To answer this, I’d like to refer to the Stanford-released CheXpert dataset, a collection of 500,000~ chest x-ray’s with diagnostic annotations released back in 2019. It was the largest medical image dataset released at the time, but the clinical utility of any model built off it was questionable! There were a lot of issues with the dataset, one of the more interesting ones being that the human-performance accuracy rate was artificially low, since the X-ray had been sufficiently down-sampled enough from its original resolution such that some conditions became nearly impossible to detect. But the problem much more relevant to the toxicity discussion was the so-called hidden stratification problem; chest x-rays with a certain diagnosis label could be further subdivided into subtly different conditions with significantly different clinical outcomes. The last part is important, because otherwise the existence of a subclass underneath the labeled class isn’t actually useful for a model to be aware of. This exact situation may have a parallel in the toxicology dataset world; there is a whole world of hidden classes underneath the basic toxicity labels attached to each chemical and lacking it may lead you to the meaningfully wrong direction! Some forms of toxicity, despite being in the same ‘class’ of toxic, may have significantly different underlying phenotypes! For example, a drug that causes ocular toxicity via immune system overreaction is far easier to deal with than a drug that is just straight-up toxic to ocular cells — one requires simply immune suppressors to use it, the other requires rethinking the drug entirely.

One could imagine a world in which we have access to so much toxicity data that this problem ceases to matter — the model will figure it out. But, as it stands, ClinTox is composed of only 1478 molecules, Tox21 + ToxCast with 15,000~ molecule, and TOXRIC with 100k+ molecules (in total, many of which lack all labels) — a sizable number, but a far cry from NLP-level token sizes. Perhaps pushing dataset sizes up even more alleviates this problem, but it feels more likely that alternate directions should be explored.

### Task to complete
According to the passage on toxicity datasets, how many molecules does ClinTox contain? The records have no connection to the passage on toxicity datasets.

### Dataset entries
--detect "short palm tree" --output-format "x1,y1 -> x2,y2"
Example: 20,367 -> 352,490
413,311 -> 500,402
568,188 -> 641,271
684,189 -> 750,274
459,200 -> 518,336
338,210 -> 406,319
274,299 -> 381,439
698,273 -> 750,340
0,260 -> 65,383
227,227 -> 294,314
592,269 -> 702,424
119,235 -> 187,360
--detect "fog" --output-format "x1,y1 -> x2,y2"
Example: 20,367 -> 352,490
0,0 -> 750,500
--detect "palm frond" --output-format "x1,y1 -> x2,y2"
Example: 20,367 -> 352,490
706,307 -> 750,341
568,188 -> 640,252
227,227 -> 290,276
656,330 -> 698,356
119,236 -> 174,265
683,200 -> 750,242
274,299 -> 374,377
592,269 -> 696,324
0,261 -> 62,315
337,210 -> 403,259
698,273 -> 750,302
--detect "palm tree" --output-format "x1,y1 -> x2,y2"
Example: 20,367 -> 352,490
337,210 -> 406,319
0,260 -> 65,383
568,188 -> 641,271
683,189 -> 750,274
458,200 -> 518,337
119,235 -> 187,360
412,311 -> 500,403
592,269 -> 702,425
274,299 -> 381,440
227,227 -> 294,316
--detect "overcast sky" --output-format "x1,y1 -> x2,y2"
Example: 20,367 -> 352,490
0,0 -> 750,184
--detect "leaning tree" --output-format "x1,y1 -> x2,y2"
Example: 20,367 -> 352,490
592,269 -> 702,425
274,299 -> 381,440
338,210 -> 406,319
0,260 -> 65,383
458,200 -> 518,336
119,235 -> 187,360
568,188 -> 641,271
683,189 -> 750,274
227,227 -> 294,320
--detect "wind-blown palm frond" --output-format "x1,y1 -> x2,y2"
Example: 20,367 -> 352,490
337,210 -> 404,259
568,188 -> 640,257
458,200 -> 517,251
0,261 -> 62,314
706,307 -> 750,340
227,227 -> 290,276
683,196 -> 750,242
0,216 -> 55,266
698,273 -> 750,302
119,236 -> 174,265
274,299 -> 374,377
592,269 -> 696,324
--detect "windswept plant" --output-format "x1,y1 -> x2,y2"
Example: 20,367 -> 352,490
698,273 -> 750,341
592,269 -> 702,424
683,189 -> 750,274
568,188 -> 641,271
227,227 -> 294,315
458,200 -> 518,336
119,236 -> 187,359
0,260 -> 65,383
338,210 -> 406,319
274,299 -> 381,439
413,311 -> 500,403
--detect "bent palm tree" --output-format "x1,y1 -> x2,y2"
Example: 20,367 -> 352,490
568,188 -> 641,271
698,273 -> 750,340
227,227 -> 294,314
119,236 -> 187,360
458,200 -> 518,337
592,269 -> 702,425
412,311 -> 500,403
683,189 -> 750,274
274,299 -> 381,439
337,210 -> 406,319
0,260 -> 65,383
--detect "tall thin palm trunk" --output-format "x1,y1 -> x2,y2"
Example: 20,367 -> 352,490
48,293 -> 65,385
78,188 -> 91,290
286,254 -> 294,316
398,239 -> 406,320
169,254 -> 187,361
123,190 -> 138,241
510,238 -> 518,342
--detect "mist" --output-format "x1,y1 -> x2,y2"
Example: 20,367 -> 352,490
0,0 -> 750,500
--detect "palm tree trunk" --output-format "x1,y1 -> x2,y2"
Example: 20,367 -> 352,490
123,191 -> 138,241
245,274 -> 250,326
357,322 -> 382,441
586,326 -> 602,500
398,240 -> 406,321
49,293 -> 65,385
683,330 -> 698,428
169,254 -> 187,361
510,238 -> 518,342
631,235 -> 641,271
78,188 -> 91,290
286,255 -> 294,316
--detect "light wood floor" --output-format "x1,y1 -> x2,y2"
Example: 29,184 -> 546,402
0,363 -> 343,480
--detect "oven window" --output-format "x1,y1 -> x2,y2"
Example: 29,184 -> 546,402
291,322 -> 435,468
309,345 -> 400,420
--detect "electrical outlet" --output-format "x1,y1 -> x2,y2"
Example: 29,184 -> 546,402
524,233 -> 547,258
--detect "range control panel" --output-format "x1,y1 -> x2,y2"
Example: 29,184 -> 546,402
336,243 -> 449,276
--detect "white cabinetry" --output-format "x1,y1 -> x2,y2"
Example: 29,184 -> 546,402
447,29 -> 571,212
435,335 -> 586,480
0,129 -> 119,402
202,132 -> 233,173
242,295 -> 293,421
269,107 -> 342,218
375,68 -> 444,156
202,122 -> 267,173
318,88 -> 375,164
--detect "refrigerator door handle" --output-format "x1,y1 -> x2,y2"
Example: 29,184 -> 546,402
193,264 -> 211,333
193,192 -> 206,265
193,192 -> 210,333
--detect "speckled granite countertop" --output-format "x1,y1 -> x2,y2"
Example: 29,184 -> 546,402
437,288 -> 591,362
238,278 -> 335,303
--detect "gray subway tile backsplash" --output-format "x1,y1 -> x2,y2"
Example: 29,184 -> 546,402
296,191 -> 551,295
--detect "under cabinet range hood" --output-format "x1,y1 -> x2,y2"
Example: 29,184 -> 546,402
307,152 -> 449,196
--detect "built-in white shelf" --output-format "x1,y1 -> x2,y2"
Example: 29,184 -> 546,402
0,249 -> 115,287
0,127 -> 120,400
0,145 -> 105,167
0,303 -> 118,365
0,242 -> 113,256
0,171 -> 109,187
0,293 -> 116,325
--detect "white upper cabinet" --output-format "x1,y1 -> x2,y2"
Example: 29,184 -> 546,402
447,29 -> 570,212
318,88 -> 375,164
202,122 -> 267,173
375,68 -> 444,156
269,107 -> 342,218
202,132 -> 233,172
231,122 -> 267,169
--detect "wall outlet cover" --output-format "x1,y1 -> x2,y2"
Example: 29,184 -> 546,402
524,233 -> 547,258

### Written solution
1478 molecules.